**Fragmento seleccionado**

La idea no es de este gobierno ni de este Congreso, aunque parecen haberla acogido con alborozo, pese a sus promesas de reducir la opacidad de la administración pública. El Partido Patriota había agendado debatirla hoy en el Legislativo, pero a última hora la retiró del orden del día.
La propuesta nace de las recomendaciones hechas por la Comisión de desclasificación de archivos militares, que se creó durante el mandato de Álvaro Colom. Aquel equipo analizó más de diez mil documentos castrenses y especificó que 11 mil 641 deben desclasificarse, 599 deben estar parcialmente clasificados, y 103 deben mantener su clasificación como confidenciales porque, se supone, de lo contrario pondrían en riesgo la seguridad nacional.
Y el problema aquí es que la Ley de acceso a la información pública, aprobada en 2008 ceñida a los altos estándares internacionales de transparencia, no permite considerar como confidencial ningún acto de la administración del Estado. El grado máximo de secreto que se les permite es el de reservado.
En la iniciativa de ley que preparó el gobierno de Colom se apunta a que su objetivo no es otro que limar las asperezas (“armonizar”) que existen entre esa ley y la Constitución, que –dice el texto recibido por el Legislativo– cataloga los asuntos militares y diplomáticos como confidenciales. Este análisis lo respaldaron las direcciones jurídicas del Ministerio de Relaciones Exteriores y del de la Defensa y la Secretaría General de la Presidencia. Pero la cuestión es que parece tener un defecto: que no es cierto.

**Consigna**
Reproduce el pasaje del texto sobre los archivos militares que se abre con las palabras "Y el problema" y se cierra con "el de reservado.". Los registros no intervienen en este ejercicio.

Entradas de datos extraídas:
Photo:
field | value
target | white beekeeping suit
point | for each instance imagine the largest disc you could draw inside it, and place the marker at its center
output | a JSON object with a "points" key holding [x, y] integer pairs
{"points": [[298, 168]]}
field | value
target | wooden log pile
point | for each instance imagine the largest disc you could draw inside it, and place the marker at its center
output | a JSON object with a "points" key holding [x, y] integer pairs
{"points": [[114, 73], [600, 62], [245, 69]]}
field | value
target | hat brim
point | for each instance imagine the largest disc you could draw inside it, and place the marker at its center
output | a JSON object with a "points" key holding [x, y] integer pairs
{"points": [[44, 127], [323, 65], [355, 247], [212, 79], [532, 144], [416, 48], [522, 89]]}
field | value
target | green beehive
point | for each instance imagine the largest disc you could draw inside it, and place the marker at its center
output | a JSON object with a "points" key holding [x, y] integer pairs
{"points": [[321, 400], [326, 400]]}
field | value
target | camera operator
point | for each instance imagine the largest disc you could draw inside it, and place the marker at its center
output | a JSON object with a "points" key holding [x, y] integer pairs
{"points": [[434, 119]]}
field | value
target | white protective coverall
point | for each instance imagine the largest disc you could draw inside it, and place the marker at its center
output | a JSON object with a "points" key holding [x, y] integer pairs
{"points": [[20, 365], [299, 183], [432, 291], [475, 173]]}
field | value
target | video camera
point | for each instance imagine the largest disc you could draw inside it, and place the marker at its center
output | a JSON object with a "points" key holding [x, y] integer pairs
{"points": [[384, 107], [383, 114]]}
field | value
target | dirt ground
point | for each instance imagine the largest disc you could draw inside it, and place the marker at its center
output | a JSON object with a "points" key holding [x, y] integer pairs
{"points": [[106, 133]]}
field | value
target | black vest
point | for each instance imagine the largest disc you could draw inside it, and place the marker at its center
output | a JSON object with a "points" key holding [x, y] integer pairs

**Respuesta final**
Y el problema aquí es que la Ley de acceso a la información pública, aprobada en 2008 ceñida a los altos estándares internacionales de transparencia, no permite considerar como confidencial ningún acto de la administración del Estado. El grado máximo de secreto que se les permite es el de reservado.